- **Written task**
Reproduce the lines exactly, from the start of them through the line that contains "M 217 246 L", with both ends included. Leave the pictures out of your answer.

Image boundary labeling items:
+--
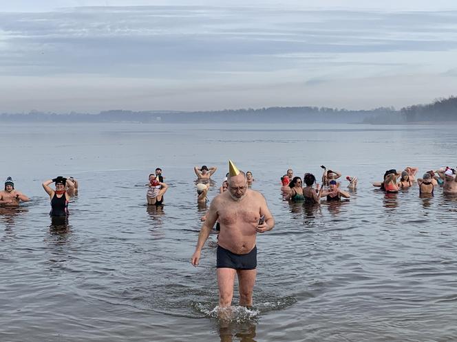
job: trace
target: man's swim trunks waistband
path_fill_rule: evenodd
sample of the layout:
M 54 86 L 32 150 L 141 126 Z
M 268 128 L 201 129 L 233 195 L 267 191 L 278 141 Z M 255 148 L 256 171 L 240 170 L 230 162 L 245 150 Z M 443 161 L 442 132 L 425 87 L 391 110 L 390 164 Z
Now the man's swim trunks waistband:
M 217 246 L 216 267 L 235 270 L 255 269 L 257 267 L 257 246 L 254 246 L 254 248 L 246 254 L 235 254 Z

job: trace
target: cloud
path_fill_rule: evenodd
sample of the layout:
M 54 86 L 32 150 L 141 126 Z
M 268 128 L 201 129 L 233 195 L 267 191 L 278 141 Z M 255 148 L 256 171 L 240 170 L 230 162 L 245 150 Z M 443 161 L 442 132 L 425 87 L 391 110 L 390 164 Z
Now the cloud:
M 160 100 L 161 109 L 174 109 L 179 99 L 183 109 L 187 103 L 194 106 L 194 98 L 204 98 L 205 91 L 212 92 L 214 103 L 200 104 L 204 109 L 236 98 L 245 88 L 255 93 L 258 106 L 263 106 L 262 94 L 270 101 L 275 91 L 268 89 L 279 94 L 277 84 L 288 84 L 284 86 L 290 92 L 286 98 L 297 102 L 304 91 L 314 93 L 312 89 L 332 89 L 338 82 L 443 73 L 454 67 L 456 19 L 457 12 L 303 6 L 105 6 L 3 12 L 0 75 L 3 80 L 17 78 L 18 91 L 22 90 L 16 95 L 10 91 L 10 108 L 14 101 L 23 106 L 24 97 L 39 100 L 28 95 L 33 90 L 28 83 L 56 89 L 56 80 L 65 85 L 52 93 L 72 106 L 81 106 L 81 100 L 71 101 L 76 93 L 80 100 L 91 99 L 94 109 L 106 109 L 103 106 L 109 99 L 123 99 L 123 108 L 129 108 L 128 96 L 120 94 L 134 96 L 134 89 L 138 96 Z M 103 100 L 97 102 L 89 93 L 92 87 L 85 93 L 85 82 L 100 84 Z M 142 91 L 142 86 L 152 90 Z M 41 95 L 49 100 L 46 93 Z

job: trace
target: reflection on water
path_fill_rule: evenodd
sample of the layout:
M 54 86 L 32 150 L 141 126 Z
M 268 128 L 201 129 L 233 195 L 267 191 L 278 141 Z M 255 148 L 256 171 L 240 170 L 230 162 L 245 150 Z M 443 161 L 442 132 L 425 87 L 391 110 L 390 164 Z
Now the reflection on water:
M 5 224 L 6 228 L 14 226 L 17 216 L 27 213 L 27 207 L 6 206 L 0 207 L 0 222 Z
M 146 205 L 146 212 L 151 219 L 149 231 L 156 239 L 164 237 L 164 233 L 162 230 L 165 215 L 164 207 L 163 205 L 156 205 L 155 204 Z
M 385 192 L 383 205 L 385 208 L 396 208 L 398 206 L 398 194 Z
M 218 321 L 219 337 L 221 342 L 256 342 L 255 322 L 238 323 L 231 321 Z

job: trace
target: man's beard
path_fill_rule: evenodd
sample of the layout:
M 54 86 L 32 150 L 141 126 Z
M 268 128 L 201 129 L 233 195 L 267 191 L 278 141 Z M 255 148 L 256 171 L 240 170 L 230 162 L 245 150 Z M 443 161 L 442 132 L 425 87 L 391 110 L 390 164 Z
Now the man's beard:
M 241 197 L 236 197 L 235 196 L 233 196 L 232 193 L 230 193 L 230 196 L 232 198 L 232 199 L 236 202 L 240 202 L 241 200 L 242 200 L 245 196 L 246 196 L 246 193 L 243 194 L 243 195 Z

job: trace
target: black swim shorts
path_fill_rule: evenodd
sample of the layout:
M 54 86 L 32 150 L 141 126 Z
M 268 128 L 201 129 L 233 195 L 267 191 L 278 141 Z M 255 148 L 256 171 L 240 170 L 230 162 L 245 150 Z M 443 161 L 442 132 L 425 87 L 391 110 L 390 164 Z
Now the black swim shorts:
M 257 247 L 246 254 L 235 254 L 217 246 L 217 269 L 227 268 L 235 270 L 253 270 L 257 267 Z

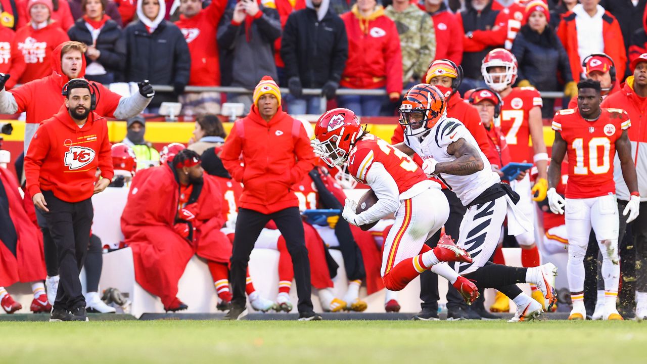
+--
- **Response to the task**
job: trace
target: man's swim trunks waistband
path_fill_rule: evenodd
sample of the layout:
M 54 86 L 32 150 L 141 126 Z
M 268 128 L 201 129 L 233 195 L 267 191 L 278 141 Z M 255 148 L 256 171 L 240 170 L 230 162 L 245 150 Z M 443 161 L 442 132 L 425 87 L 391 110 L 390 164 Z
Now the man's swim trunks waistband:
M 217 246 L 216 267 L 235 270 L 255 269 L 257 267 L 257 246 L 254 246 L 254 248 L 246 254 L 235 254 Z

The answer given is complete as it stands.